| Task item |
Beginning at the line that contains "Target: dark sedan in background", transcribe the remaining lines of the listing exactly; include the final line and omit everything before.
= = = =
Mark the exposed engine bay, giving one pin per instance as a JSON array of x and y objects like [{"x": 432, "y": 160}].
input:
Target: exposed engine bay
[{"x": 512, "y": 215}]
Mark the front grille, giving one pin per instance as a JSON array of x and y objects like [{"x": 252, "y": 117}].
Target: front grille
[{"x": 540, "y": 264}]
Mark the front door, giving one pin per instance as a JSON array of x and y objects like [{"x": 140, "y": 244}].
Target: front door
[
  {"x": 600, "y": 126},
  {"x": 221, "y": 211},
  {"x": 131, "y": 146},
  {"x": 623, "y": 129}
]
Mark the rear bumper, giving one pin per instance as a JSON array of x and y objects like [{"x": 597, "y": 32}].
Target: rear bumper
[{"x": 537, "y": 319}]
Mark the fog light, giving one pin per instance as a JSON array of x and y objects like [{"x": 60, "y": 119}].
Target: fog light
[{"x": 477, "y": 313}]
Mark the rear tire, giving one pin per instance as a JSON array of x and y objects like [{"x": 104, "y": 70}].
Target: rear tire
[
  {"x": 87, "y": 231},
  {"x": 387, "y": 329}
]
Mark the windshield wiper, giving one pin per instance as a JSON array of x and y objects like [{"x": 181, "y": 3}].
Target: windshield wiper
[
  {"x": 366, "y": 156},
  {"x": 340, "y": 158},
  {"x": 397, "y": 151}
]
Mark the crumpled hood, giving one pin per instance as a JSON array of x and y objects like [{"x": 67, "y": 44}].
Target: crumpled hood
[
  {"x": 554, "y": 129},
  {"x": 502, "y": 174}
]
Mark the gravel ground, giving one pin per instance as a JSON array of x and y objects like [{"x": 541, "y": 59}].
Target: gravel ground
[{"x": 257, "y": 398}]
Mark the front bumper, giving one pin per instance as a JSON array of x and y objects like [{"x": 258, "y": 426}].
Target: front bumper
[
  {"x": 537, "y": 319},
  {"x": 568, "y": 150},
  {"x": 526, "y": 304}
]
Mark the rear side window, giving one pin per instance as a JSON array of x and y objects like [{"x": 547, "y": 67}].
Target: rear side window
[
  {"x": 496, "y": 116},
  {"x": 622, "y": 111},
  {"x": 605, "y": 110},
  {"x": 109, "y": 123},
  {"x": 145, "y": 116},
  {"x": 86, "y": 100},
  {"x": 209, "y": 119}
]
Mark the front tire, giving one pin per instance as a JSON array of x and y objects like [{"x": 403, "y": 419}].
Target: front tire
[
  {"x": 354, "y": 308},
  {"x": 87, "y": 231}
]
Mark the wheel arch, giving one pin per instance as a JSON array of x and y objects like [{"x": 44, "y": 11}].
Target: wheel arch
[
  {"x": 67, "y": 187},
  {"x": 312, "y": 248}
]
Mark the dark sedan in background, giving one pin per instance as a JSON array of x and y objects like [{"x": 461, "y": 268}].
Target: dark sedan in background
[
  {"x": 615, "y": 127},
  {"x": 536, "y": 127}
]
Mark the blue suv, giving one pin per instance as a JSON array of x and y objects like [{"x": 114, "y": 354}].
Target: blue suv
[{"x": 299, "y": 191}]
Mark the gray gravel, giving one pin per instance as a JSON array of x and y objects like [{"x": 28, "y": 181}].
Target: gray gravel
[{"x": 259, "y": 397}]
= = = =
| Your solution |
Target: dark sedan in background
[
  {"x": 615, "y": 127},
  {"x": 536, "y": 127}
]
Mark the blue suv, giving one pin per instance as a JSON array of x and y objects like [{"x": 114, "y": 354}].
Target: blue suv
[{"x": 299, "y": 191}]
Mark the gray gravel, giving one pin per instance as a JSON array of x and y objects like [{"x": 28, "y": 181}].
Target: gray gravel
[{"x": 259, "y": 397}]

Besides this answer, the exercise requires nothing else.